---------- Supplied material

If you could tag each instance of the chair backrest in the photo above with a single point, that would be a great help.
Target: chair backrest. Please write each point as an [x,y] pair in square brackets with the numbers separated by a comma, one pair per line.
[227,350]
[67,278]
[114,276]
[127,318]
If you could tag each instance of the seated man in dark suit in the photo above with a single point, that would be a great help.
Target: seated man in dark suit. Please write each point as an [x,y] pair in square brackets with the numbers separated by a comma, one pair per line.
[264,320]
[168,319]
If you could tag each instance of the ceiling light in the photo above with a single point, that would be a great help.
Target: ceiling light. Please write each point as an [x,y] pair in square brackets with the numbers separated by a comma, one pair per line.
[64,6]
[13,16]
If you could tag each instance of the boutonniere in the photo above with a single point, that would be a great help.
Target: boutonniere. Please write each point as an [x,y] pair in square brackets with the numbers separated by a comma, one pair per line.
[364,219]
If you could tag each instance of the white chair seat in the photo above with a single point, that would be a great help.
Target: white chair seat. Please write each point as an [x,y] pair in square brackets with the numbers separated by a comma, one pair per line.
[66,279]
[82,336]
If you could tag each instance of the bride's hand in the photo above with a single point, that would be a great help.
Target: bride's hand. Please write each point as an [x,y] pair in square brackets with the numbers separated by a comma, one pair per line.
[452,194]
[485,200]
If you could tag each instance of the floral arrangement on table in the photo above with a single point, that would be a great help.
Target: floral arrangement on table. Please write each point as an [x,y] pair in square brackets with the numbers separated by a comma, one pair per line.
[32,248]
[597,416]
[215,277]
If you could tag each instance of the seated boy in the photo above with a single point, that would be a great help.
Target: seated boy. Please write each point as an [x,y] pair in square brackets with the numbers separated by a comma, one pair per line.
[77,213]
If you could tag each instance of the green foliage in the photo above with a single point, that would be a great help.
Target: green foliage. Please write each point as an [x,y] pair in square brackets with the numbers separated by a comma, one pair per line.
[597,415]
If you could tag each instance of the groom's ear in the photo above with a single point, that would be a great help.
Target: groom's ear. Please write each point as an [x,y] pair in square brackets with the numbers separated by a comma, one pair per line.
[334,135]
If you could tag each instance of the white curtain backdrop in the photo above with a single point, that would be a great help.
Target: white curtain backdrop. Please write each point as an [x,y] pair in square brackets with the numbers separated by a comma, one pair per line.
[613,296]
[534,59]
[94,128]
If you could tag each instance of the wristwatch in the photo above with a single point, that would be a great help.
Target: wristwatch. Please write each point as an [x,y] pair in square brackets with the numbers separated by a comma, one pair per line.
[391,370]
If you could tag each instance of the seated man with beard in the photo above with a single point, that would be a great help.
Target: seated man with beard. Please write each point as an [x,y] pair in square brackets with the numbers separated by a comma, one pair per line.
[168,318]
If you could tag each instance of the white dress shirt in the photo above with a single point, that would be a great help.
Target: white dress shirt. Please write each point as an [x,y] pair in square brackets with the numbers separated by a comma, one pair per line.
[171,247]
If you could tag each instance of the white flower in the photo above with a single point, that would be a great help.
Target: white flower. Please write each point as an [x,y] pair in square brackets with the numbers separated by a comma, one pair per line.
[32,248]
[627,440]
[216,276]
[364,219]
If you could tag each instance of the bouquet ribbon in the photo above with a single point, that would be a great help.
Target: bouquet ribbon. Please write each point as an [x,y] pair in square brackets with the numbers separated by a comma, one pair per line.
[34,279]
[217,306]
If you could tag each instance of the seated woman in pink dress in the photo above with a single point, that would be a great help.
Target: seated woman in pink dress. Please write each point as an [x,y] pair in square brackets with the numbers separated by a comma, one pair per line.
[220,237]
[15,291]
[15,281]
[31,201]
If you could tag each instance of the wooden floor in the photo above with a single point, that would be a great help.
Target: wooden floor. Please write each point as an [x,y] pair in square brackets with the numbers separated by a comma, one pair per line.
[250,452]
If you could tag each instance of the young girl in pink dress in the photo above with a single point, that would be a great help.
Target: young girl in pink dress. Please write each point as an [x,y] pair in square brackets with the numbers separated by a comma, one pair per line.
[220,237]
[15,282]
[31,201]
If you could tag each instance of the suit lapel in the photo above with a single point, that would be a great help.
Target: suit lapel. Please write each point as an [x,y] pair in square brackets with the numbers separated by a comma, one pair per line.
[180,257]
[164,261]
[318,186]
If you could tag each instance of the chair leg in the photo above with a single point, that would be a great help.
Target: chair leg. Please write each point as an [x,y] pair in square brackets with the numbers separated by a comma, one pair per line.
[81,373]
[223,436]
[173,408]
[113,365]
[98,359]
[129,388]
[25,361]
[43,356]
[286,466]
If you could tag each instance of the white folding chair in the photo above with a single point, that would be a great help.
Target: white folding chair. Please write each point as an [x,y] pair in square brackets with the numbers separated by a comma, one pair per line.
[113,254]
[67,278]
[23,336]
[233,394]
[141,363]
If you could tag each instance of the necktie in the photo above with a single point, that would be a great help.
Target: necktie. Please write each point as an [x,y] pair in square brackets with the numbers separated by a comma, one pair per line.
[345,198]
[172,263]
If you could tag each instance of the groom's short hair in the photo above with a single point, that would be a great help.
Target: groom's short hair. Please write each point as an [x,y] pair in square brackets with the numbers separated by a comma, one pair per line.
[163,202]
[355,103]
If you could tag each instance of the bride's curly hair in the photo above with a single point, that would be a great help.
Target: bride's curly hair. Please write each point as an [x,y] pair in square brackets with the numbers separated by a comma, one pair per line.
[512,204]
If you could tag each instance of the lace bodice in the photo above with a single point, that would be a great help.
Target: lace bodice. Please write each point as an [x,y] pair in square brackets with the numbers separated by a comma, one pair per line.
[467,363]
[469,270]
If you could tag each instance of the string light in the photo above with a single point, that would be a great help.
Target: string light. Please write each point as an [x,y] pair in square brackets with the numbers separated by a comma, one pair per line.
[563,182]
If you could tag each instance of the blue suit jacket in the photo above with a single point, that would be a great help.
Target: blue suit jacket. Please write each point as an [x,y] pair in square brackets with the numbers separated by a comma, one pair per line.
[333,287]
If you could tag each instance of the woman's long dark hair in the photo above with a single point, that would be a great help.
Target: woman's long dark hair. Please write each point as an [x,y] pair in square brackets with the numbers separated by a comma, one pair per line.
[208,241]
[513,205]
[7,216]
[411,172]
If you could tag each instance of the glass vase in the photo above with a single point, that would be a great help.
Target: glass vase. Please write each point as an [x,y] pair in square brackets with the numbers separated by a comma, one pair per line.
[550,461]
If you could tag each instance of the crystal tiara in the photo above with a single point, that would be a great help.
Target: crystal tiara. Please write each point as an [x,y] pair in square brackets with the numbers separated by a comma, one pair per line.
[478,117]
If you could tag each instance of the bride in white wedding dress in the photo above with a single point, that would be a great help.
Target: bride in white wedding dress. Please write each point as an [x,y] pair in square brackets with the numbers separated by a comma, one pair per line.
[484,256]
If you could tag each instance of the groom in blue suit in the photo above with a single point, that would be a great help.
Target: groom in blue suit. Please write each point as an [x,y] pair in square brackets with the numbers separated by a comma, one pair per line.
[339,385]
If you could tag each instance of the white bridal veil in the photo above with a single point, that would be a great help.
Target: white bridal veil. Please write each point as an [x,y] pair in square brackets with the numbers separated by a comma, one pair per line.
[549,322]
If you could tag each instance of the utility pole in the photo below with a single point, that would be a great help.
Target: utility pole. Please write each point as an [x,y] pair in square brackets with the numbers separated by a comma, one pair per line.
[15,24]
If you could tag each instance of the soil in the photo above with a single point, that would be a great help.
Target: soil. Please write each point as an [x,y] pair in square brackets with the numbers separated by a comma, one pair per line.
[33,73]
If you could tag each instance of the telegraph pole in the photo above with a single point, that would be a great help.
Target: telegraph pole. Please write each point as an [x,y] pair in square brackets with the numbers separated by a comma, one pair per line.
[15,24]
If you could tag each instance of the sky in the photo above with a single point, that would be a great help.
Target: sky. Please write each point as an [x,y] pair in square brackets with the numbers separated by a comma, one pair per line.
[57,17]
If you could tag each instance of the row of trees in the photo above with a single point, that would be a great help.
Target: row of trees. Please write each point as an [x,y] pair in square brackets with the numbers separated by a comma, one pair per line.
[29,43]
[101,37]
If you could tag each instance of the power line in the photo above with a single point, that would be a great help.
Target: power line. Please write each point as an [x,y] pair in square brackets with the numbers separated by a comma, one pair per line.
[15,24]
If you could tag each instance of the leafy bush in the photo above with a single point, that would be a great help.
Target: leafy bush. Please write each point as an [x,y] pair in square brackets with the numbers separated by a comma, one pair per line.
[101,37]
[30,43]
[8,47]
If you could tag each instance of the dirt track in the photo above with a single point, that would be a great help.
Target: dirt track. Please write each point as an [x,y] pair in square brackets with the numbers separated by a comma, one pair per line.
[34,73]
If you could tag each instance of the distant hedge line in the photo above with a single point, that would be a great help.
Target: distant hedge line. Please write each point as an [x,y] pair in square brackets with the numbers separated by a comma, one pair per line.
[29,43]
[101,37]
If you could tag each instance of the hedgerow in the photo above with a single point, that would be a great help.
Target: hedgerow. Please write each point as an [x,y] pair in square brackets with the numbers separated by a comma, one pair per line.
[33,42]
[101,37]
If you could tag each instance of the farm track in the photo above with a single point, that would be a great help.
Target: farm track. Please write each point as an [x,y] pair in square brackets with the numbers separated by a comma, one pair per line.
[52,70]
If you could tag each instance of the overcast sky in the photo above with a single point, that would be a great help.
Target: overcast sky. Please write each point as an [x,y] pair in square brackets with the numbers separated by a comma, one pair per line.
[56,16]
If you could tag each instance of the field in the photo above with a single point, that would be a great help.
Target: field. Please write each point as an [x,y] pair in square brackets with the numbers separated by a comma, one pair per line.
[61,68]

--------------------
---------- Supplied material

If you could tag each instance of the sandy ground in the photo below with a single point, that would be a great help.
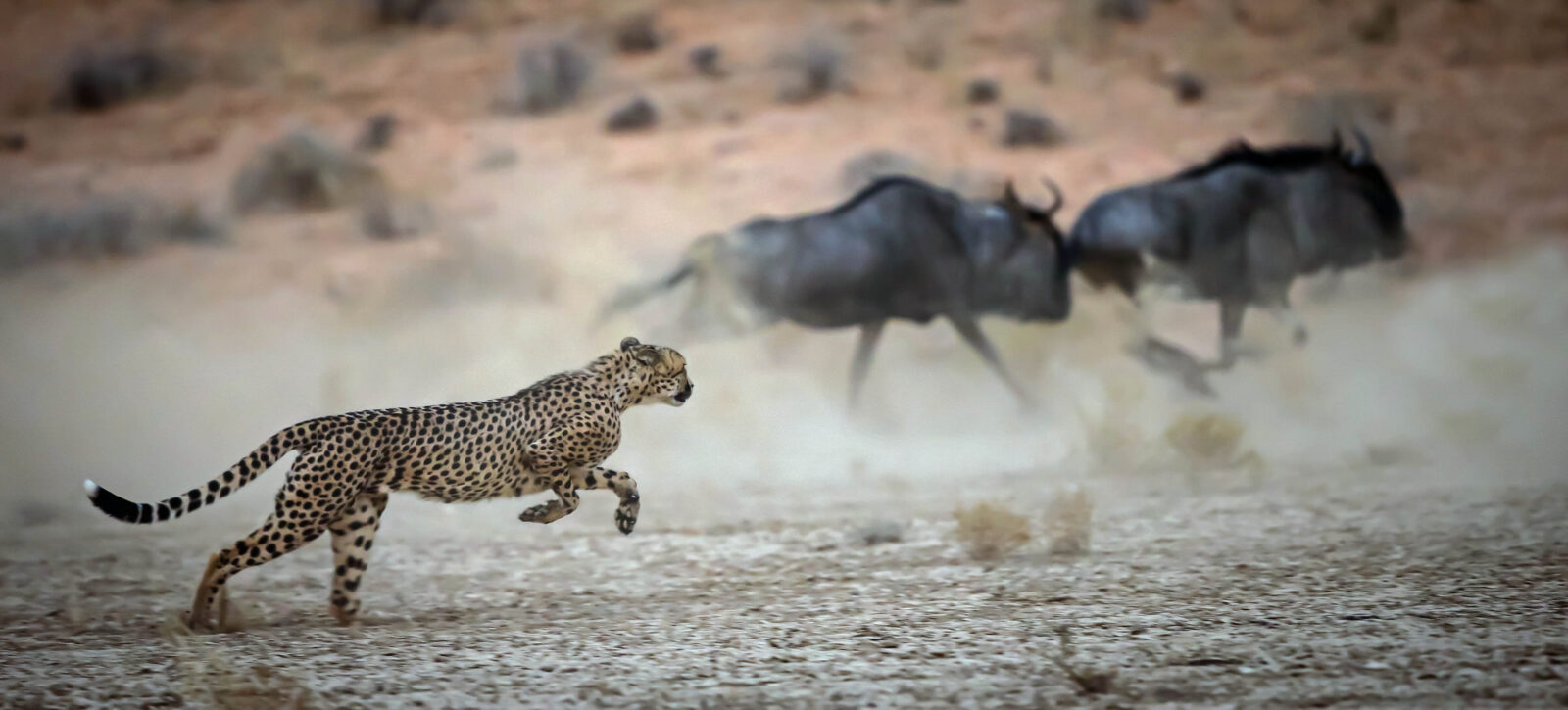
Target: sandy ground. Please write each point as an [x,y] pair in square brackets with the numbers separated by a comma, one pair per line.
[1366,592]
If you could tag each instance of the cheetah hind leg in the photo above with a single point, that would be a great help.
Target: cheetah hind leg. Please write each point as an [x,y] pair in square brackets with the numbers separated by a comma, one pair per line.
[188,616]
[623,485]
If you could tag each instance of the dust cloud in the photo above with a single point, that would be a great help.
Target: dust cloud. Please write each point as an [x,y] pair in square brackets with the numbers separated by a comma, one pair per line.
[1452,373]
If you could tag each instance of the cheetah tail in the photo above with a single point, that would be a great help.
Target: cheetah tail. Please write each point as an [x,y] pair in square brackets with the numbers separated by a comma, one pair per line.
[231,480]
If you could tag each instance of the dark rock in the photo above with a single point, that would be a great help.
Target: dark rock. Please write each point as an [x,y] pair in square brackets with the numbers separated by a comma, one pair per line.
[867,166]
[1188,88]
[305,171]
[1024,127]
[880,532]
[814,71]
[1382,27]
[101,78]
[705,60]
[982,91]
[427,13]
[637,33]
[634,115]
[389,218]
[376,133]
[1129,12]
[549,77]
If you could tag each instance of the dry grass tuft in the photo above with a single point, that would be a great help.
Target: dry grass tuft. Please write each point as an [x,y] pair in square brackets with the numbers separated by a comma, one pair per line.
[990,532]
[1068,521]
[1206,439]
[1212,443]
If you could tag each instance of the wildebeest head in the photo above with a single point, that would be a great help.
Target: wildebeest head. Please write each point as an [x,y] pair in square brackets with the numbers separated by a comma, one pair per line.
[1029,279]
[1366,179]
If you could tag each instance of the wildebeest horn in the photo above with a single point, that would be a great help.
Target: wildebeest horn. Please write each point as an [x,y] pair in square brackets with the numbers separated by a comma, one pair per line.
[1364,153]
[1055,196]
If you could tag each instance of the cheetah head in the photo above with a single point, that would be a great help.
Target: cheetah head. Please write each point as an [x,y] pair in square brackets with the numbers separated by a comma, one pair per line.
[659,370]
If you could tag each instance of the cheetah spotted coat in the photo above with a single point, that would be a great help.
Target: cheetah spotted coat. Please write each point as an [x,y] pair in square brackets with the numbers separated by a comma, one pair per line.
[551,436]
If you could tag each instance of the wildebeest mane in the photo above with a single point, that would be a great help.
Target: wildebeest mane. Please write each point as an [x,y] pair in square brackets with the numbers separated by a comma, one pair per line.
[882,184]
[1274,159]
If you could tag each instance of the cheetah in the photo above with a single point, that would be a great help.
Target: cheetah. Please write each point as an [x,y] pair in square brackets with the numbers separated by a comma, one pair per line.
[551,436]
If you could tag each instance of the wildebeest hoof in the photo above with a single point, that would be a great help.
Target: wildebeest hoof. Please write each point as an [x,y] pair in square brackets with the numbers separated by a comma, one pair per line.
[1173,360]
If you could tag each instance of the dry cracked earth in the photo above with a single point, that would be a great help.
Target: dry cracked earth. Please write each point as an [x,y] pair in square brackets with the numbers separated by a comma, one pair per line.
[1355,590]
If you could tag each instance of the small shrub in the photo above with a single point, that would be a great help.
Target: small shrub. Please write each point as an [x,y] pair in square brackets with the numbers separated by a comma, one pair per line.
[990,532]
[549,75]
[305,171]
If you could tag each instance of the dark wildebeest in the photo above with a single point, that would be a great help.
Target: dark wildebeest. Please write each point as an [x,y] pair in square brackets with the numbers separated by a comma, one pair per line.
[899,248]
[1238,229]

--------------------
---------- Supplied material

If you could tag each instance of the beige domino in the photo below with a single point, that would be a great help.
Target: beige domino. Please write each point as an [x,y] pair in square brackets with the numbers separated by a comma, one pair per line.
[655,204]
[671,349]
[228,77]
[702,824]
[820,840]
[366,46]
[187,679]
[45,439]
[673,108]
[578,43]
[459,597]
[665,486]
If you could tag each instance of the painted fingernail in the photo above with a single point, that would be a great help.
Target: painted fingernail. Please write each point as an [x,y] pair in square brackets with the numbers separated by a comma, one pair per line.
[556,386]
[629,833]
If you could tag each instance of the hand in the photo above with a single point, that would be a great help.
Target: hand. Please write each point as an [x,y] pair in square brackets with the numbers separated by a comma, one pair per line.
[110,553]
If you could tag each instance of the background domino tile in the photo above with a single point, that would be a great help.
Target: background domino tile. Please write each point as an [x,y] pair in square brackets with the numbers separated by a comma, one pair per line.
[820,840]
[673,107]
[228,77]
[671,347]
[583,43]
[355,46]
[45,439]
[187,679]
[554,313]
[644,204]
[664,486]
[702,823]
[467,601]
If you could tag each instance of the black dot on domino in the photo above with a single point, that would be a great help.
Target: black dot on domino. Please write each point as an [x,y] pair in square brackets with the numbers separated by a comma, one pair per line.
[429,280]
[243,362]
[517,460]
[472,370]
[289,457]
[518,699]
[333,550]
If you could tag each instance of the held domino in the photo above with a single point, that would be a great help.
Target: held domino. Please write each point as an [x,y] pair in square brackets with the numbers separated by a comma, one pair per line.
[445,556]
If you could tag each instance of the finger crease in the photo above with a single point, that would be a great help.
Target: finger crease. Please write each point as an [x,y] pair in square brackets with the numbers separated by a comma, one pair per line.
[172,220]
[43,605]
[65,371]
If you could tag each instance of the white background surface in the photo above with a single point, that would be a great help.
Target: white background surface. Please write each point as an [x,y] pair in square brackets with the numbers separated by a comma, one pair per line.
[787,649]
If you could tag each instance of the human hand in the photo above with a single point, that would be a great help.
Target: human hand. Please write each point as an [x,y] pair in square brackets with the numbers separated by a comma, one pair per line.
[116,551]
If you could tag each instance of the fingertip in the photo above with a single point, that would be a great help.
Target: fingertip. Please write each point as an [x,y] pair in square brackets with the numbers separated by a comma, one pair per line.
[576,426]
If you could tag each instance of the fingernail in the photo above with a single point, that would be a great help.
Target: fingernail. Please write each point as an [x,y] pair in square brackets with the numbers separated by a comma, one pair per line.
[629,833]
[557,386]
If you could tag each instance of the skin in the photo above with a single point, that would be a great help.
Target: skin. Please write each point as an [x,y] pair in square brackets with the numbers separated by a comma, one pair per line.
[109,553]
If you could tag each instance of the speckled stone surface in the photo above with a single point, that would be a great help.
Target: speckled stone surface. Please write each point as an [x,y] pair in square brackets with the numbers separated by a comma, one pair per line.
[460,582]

--------------------

● Given request: Return every line of the records above that contains the string "sandy".

● Exercise response:
If you could tag each instance of the sandy ground in the photo below with a single point, that would be a great help.
Target: sandy ground. Please write each point as an [x,y] pair in square brackets with the numbers separated by a comma, one pair per line.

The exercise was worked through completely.